◆ **Data extracts**:
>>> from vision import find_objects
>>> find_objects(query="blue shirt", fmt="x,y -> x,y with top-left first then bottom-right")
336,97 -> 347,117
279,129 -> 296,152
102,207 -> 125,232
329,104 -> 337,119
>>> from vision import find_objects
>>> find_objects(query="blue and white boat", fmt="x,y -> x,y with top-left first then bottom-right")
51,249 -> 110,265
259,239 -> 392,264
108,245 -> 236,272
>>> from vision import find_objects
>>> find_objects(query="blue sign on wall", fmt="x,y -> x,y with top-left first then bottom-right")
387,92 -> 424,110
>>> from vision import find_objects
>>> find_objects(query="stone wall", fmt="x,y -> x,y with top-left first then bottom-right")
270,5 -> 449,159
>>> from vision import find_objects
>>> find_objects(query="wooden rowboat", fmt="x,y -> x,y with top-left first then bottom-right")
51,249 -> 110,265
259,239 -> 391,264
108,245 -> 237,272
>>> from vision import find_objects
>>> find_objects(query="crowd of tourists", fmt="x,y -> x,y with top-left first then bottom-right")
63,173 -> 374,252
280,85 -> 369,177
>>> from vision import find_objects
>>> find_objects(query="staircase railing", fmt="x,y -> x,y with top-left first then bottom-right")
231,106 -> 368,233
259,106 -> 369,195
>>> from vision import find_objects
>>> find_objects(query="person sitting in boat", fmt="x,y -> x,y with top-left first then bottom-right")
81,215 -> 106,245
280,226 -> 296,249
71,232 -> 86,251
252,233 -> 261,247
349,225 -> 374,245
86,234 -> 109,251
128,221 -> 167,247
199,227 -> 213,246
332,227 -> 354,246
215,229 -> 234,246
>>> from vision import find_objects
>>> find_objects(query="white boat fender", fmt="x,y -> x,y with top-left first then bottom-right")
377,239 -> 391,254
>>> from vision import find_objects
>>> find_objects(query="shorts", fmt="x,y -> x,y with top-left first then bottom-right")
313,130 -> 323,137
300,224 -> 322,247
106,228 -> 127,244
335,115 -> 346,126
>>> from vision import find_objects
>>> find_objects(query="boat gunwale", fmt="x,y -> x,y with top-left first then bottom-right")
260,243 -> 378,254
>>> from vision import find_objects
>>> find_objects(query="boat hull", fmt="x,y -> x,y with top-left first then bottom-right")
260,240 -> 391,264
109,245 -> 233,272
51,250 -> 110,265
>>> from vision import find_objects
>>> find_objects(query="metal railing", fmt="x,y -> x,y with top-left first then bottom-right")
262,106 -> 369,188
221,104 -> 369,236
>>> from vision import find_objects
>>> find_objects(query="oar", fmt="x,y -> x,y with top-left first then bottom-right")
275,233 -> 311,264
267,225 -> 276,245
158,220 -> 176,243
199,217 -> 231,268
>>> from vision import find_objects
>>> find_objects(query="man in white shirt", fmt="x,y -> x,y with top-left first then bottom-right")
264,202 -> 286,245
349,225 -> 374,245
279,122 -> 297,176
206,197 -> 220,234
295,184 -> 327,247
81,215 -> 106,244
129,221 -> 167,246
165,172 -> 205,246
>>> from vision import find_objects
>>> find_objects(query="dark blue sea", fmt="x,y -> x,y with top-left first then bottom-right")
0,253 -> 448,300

◆ **Task to complete**: Could you retype every line of the data exactly?

◆ **Answer box**:
>>> from vision import find_objects
>>> find_objects(query="blue shirt", fmt="x,y -> x,y with top-left first then bottom-right")
336,97 -> 347,117
279,129 -> 296,152
102,207 -> 125,232
329,104 -> 337,119
>>> from vision import find_objects
>>> find_objects(query="blue and white boat", fmt="x,y -> x,y with top-left first then bottom-right")
51,249 -> 110,265
259,239 -> 392,264
108,245 -> 236,272
>>> from vision import find_objects
>>> find_objects(query="blue sign on wall", fmt="x,y -> x,y with top-left first then bottom-right")
387,92 -> 424,110
>>> from vision import find_objects
>>> find_objects(query="stone wall", fmt="x,y -> x,y with top-left first then bottom-right")
270,5 -> 449,159
>>> from vision import find_objects
>>> find_objects(query="wooden rowboat", fmt="x,y -> x,y with top-left first then bottom-right")
51,249 -> 110,265
259,239 -> 391,264
108,245 -> 237,272
>>> from vision import find_objects
>>> find_objects(query="crowd of tourists", fmt="x,y -> x,y with top-left first then bottom-right")
63,173 -> 374,252
280,85 -> 369,177
>>> from vision import find_objects
>>> find_objects(query="staircase railing", fmt="x,y -> x,y with top-left first then bottom-right")
231,106 -> 368,233
259,106 -> 369,195
>>> from vision import find_objects
>>> find_objects(query="person sitting in boat", fmt="x,y -> x,y with top-left first then bottom-right")
81,215 -> 106,245
280,226 -> 296,249
71,232 -> 86,251
252,233 -> 261,247
349,225 -> 374,245
86,234 -> 109,251
128,221 -> 167,247
199,227 -> 213,246
332,227 -> 354,246
215,229 -> 234,246
>>> from vision import find_objects
>>> find_objects(query="white boat fender", fmt="x,y -> x,y with top-left first then bottom-right")
377,239 -> 391,254
>>> from vision import find_objects
>>> find_objects(query="shorts", fmt="x,y -> x,y with top-left first then bottom-right")
313,130 -> 323,137
300,224 -> 322,247
106,228 -> 127,244
335,115 -> 346,126
>>> from vision import find_objects
>>> find_objects(query="boat gunwale", fmt="x,y -> x,y with top-left first then bottom-right")
260,243 -> 378,254
>>> from vision import find_objects
>>> find_objects(query="boat hull", fmt="x,y -> x,y with top-left first then bottom-right")
260,240 -> 391,264
109,245 -> 233,272
51,250 -> 110,265
>>> from vision import find_objects
>>> find_objects(query="metal railing", fmt="x,y -> x,y with top-left first then bottom-right")
262,106 -> 369,188
221,104 -> 369,236
>>> from vision import find_objects
>>> find_objects(query="oar", fmt="x,y -> x,y with top-left first then bottom-right")
275,233 -> 311,264
267,225 -> 276,245
158,220 -> 176,243
199,217 -> 231,268
>>> from vision import find_objects
>>> find_objects(query="man in white shirt", fmt="x,y -> x,y with top-left first then bottom-right")
264,202 -> 286,245
349,225 -> 374,245
279,122 -> 297,176
206,197 -> 220,234
295,184 -> 327,247
81,215 -> 106,244
129,221 -> 167,246
165,172 -> 205,246
>>> from vision import find_objects
>>> find_objects(query="dark blue sea", fmt="x,y -> x,y with top-left first then bottom-right")
0,253 -> 448,300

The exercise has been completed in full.